■ Text passage ■
Hey guys, I know this sounds a little weird, but I'm coming up with this recipe and could use a little bit of help. I want to wood-flavor (via chips) a pale ale that has definite orange flavor (via Orange zest and possibly the meat of the oranges themselves). I know the go-to wood is usually oak, but I would like to try something else if possible. Maybe something brighter that won't impart such dark toasty characteristics to this beer.

This is the recipe so far:

5-Gal. batch

Grain Bill:
7lb Breiss Golden Light LME
1lb Crystal 10L

Hops: All cascade 1oz added at 60mins, 15mins, 10mins, 5 mins and 2oz to dry hop.

I don't really know hops very well, but I'm hoping that the cascade will add the citrus and floral notes I'm hoping for.

■ Exercises ■
1. In the orange pale ale recipe post, which wood does the writer call the usual go-to choice?
2. Write the next few sentences of the orange pale ale recipe post, picking up after its final line.

■ Dataset section ■
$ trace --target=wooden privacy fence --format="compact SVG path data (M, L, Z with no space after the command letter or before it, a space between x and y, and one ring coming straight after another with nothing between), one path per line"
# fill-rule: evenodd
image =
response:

■ Responses for each task ■
1. Oak.

2.
Yeast:
White labs California Ale yeast WLP001

Other:
1oz Grated Orange Zest
2-3 oranges
.5 oz of oak (or other wood) chips

I'm entirely sure where I should be adding the oranges. I was planning on adding the zest 5-10mins before the end of the boil and maybe doing the meat in the primary (after heating it up in water and stuff to sanitize it). I really want some orange flavor to power through add to contrast with the wood (which might just end up being oak) to provide a lot of complexity and hopefully make this beer taste good! I'm still new at this and this is probably a little crazy for a noob, but I'm not here to make beer that I could just buy at bevmo.

Thanks a lot for any help or suggestions!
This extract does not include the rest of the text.